Task to complete:
Render every line of the items below as a JSON list of strings, one string per line, with blank lines dropped. Leave the pictures out.

Object location annotation data:
-- start --

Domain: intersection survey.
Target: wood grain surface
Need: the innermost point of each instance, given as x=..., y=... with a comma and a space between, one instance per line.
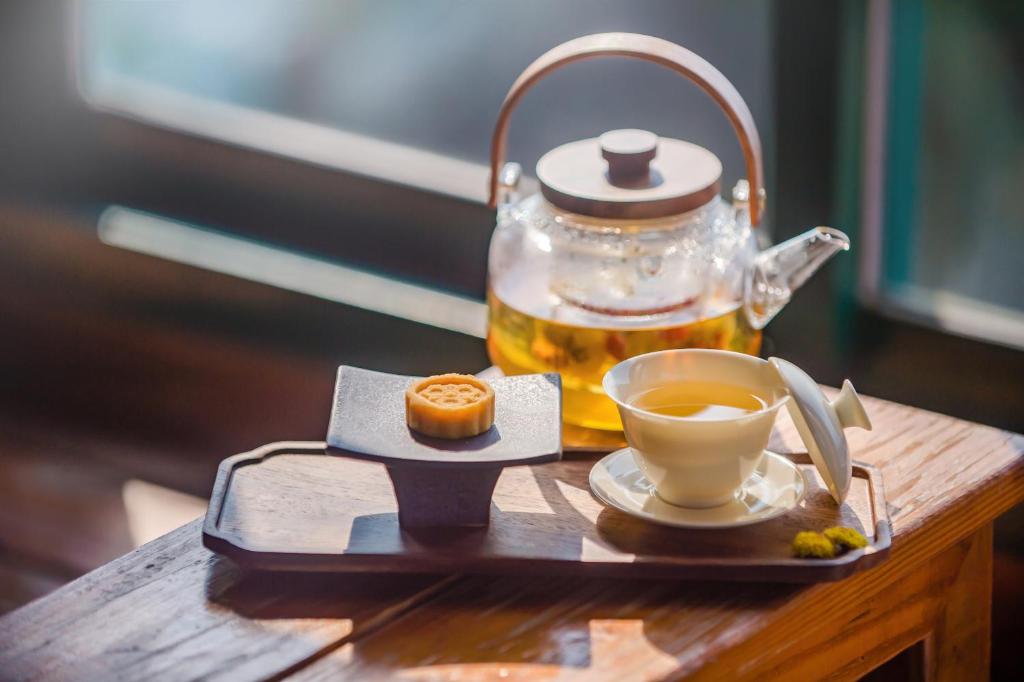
x=172, y=607
x=289, y=506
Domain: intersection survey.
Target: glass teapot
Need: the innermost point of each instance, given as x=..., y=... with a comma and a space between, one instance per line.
x=629, y=248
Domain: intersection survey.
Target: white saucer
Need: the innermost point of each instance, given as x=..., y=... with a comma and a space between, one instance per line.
x=775, y=487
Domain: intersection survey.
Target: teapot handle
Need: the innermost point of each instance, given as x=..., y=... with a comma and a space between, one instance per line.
x=648, y=48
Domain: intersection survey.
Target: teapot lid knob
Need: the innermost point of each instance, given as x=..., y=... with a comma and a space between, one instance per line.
x=629, y=153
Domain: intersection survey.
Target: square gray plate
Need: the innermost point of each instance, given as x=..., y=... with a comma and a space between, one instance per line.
x=368, y=421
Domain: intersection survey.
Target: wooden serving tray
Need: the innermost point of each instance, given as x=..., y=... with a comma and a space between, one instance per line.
x=289, y=506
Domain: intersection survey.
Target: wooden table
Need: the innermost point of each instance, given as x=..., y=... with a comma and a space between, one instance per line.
x=172, y=609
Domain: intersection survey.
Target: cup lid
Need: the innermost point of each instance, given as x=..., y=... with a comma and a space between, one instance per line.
x=820, y=424
x=629, y=174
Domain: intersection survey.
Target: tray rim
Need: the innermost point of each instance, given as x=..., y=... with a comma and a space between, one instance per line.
x=788, y=569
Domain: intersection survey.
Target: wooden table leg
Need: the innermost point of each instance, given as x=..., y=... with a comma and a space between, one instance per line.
x=932, y=607
x=960, y=645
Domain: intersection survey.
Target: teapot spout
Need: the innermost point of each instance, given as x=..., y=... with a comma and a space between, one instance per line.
x=783, y=268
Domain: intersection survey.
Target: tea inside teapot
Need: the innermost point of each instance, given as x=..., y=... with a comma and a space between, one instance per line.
x=578, y=299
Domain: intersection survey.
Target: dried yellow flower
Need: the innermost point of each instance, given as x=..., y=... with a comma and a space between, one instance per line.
x=845, y=538
x=811, y=545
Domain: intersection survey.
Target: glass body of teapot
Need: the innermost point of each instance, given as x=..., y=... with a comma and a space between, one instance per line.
x=629, y=247
x=574, y=295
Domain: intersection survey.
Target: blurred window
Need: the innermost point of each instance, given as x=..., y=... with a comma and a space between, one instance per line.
x=426, y=76
x=950, y=227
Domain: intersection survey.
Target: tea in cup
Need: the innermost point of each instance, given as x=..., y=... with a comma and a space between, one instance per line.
x=697, y=421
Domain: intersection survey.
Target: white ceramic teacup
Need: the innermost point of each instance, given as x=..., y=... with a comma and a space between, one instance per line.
x=695, y=462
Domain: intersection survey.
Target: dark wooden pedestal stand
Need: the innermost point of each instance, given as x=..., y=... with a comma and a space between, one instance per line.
x=439, y=482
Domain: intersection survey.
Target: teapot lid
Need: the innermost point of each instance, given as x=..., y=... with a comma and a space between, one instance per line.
x=629, y=174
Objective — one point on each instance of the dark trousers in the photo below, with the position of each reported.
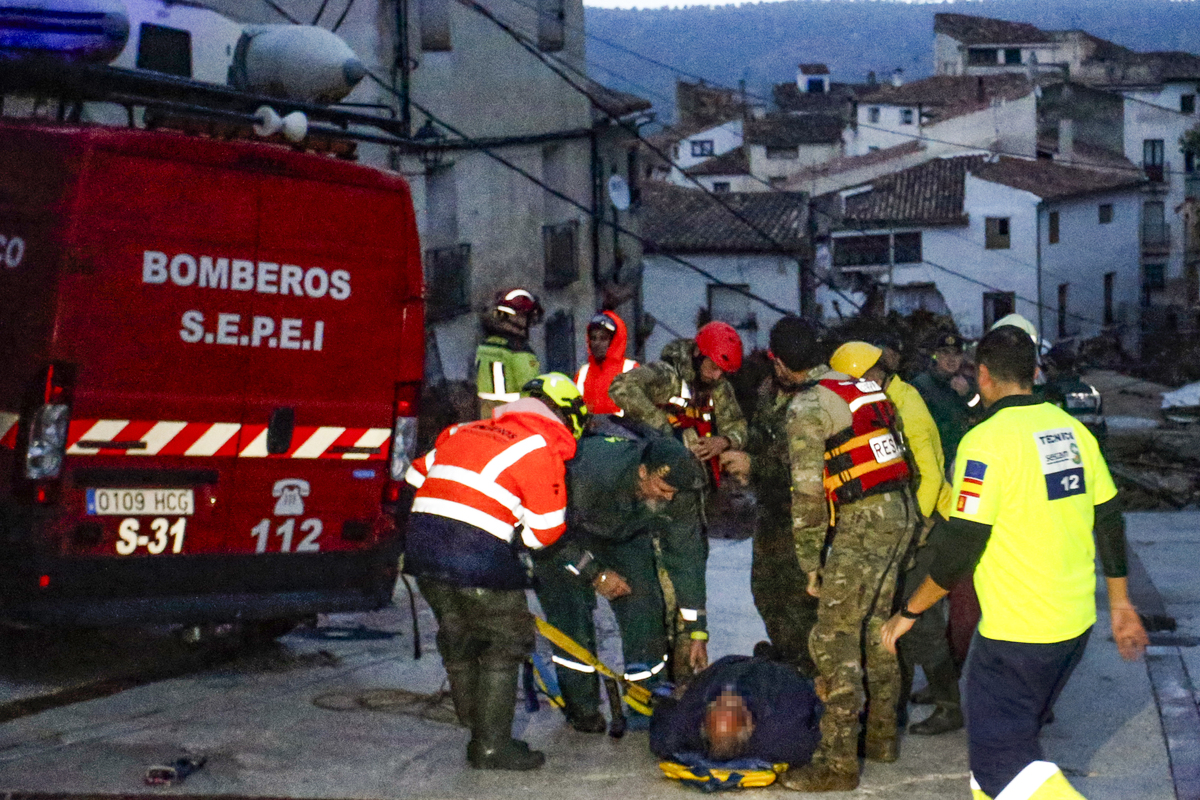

-- end --

Result of the task:
[
  "Domain: intersection survey.",
  "Target: wood grain surface",
  "Need: the innermost point of each instance, given as x=..., y=... with a comma and a space between, one instance per line.",
  "x=172, y=607",
  "x=289, y=506",
  "Domain: intersection survey.",
  "Target: glass teapot",
  "Need: the innermost point of each instance, given as x=..., y=... with a comma and a space between, one instance per line.",
  "x=629, y=248",
  "Domain: intersection survey.",
  "Target: white saucer",
  "Need: the innermost point of each instance, given as x=..., y=... with a comma and a space between, one instance per line.",
  "x=775, y=487",
  "Domain: intersection survey.",
  "Target: teapot handle",
  "Need: the innermost point of each instance, given as x=..., y=... with a comma and a space between, one instance per line.",
  "x=648, y=48",
  "Domain: intersection survey.",
  "Target: teapot lid knob",
  "Need: the innermost point of each instance, given as x=..., y=... with a comma and a space between, one instance per line.",
  "x=629, y=153",
  "Domain: intersection survey.",
  "Target: square gray plate",
  "Need: the innermost point of each instance, given as x=..., y=... with a comma and a space between, one instance per line.",
  "x=368, y=421",
  "Domain: intersection survey.",
  "Target: wooden serving tray",
  "Need: the innermost point of each instance, given as x=..., y=... with a comma and a space between, one instance per line.",
  "x=289, y=506",
  "Domain: intersection survey.",
  "Target: wooden table",
  "Need: the innermost point of each instance, given as x=..., y=... with a comma and a space between, one instance per line.",
  "x=172, y=609",
  "Domain: intersection survey.",
  "Target: cup lid",
  "Need: the innermost point of each instance, given as x=..., y=... with a comma and a space between, one instance per line.",
  "x=820, y=424",
  "x=629, y=174",
  "Domain: intersection survey.",
  "Target: tray rim",
  "Need: the innermost point of each instance, given as x=..., y=... with a comma and a space between, one instance per line.",
  "x=788, y=569",
  "Domain: intersection survey.",
  "Target: wooden table leg",
  "Need: the innermost point of each instance, given as x=..., y=... with a comma and a space between, one instance per line.",
  "x=932, y=607",
  "x=960, y=645",
  "Domain: intersection survey.",
  "Target: teapot spout",
  "Need: the innermost point of each instance, given as x=..., y=... with a comma and a space between, one instance per line.",
  "x=783, y=268",
  "Domain: intersection survey.",
  "Target: tea inside teapot",
  "Need: the innermost point of each instance, given as x=..., y=... with a comma and a space between, one instance per line.",
  "x=578, y=299",
  "Domain: intersection survey.",
  "Target: dried yellow flower",
  "Need: the innermost point of each instance, given as x=..., y=... with a comma and a space between, one instance per line.",
  "x=845, y=538",
  "x=811, y=545",
  "Domain: intersection survey.",
  "Target: glass body of teapot",
  "Need: the innermost point of each instance, given as x=..., y=... with a comma and a space between, one instance per line.",
  "x=629, y=247",
  "x=574, y=295",
  "Domain: intersection survey.",
  "Target: blurred window",
  "Need: the innermost point of each instance, given as x=..., y=... with a comma and a space between, one instance per line.",
  "x=426, y=76",
  "x=950, y=227",
  "Domain: intersection survey.",
  "Target: tea in cup",
  "Need: the innermost point of each instance, given as x=..., y=... with a comma and a space between, one instance per line.",
  "x=697, y=421",
  "Domain: intersection survey.",
  "Target: white ceramic teacup",
  "Need: the innermost point of each instance, given as x=..., y=... with a comma and a space between, one instance per line.",
  "x=695, y=462",
  "Domain: intersection survey.",
  "Target: dark wooden pedestal stand",
  "Need: the innermost point of each instance, given as x=..., y=... with a comma and a space between, one instance per line.",
  "x=439, y=482",
  "Domain: intersection survey.",
  "Target: teapot lid",
  "Need: the innermost point of each instance, given as x=..., y=... with a comma and a space between, one instance per line.",
  "x=629, y=174",
  "Objective — one point on each instance of the dark trousers in the photo below, with the position of each reported."
]